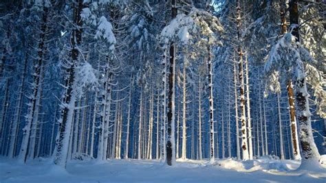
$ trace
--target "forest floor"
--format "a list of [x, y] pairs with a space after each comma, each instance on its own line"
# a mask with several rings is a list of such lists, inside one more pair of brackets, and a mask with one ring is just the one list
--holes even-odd
[[0, 157], [0, 182], [326, 182], [325, 171], [296, 171], [300, 162], [264, 158], [250, 161], [178, 160], [175, 166], [157, 160], [72, 160], [67, 171], [51, 158], [26, 164]]

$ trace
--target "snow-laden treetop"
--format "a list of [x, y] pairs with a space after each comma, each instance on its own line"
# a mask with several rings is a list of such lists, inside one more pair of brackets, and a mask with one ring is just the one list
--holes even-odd
[[192, 39], [209, 39], [209, 44], [216, 42], [216, 36], [223, 32], [217, 18], [206, 11], [192, 8], [188, 14], [179, 14], [161, 32], [164, 43], [177, 39], [186, 45]]
[[113, 45], [116, 44], [116, 39], [114, 36], [113, 32], [112, 32], [112, 25], [104, 16], [102, 16], [100, 18], [98, 30], [95, 34], [94, 38], [96, 39], [99, 39], [100, 38], [105, 39], [108, 43], [111, 44], [110, 50], [114, 50]]

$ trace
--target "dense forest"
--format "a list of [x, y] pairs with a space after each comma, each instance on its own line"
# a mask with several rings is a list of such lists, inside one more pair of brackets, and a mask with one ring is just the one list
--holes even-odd
[[250, 160], [326, 153], [321, 0], [0, 1], [0, 153]]

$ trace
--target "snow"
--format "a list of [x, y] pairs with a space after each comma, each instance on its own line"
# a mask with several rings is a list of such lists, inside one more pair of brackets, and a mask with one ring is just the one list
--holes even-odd
[[209, 162], [208, 160], [177, 160], [175, 166], [159, 160], [96, 160], [70, 161], [67, 171], [52, 162], [52, 158], [39, 158], [27, 164], [17, 160], [0, 158], [1, 182], [325, 182], [326, 171], [294, 171], [300, 162], [279, 160], [271, 157], [249, 161], [232, 159]]
[[[95, 34], [95, 39], [98, 39], [99, 38], [104, 39], [108, 43], [116, 44], [116, 37], [112, 32], [112, 25], [104, 16], [100, 18], [98, 30]], [[110, 47], [110, 50], [113, 49], [114, 46]]]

· · · ·

Write out each entry exactly as given, omitting any picture.

Exercise solution:
$ trace
--target "forest floor"
--format "a list of [x, y] pairs with a space after each comma, each instance on its own line"
# a mask with several rings is a list of such lists, inside one more pair of brackets, and a mask with one ring is just the one list
--holes even-odd
[[0, 157], [0, 182], [326, 182], [325, 171], [296, 171], [300, 162], [264, 158], [250, 161], [178, 160], [175, 166], [157, 160], [72, 160], [67, 171], [51, 158], [26, 164]]

$ trace
--target "snow-laden treetop"
--format "a list of [x, y] pairs with a space after each comma, each instance on its own line"
# a mask with several rings is a list of such lists, inside one more pair of brackets, and a mask with one ring is just the one list
--holes even-odd
[[192, 39], [209, 39], [209, 44], [216, 42], [216, 36], [223, 32], [217, 18], [206, 11], [192, 8], [188, 14], [179, 14], [161, 32], [164, 43], [177, 39], [186, 45]]
[[113, 45], [116, 44], [116, 39], [114, 36], [113, 32], [112, 32], [112, 25], [104, 16], [102, 16], [100, 18], [98, 30], [95, 34], [94, 38], [96, 39], [99, 39], [100, 38], [105, 39], [108, 43], [111, 44], [110, 50], [114, 50]]

$ trace
--target "dense forest"
--format "a list of [x, y] pairs with a space after each comma, each instance on its own line"
# a mask with several rings is a list of such lists, inside one more pair of brackets, and a mask with one ring is just the one list
--holes even-odd
[[250, 160], [326, 153], [321, 0], [0, 1], [0, 153]]

$ trace
--target "snow"
--format "a list of [x, y] pairs with a space after each comma, each instance on its own line"
# a mask with several rings is a list of such lists, inside one more pair of brackets, and a mask with one ring is just the one list
--holes even-odd
[[209, 162], [208, 160], [177, 160], [175, 166], [159, 160], [96, 160], [70, 161], [67, 171], [52, 162], [52, 158], [39, 158], [27, 164], [17, 160], [0, 158], [1, 182], [325, 182], [326, 171], [294, 171], [300, 162], [279, 160], [271, 157], [249, 161], [232, 159]]
[[[95, 34], [95, 39], [98, 39], [99, 38], [104, 39], [108, 43], [116, 44], [116, 37], [112, 32], [112, 25], [104, 16], [100, 18], [98, 30]], [[110, 47], [110, 50], [113, 49], [114, 46]]]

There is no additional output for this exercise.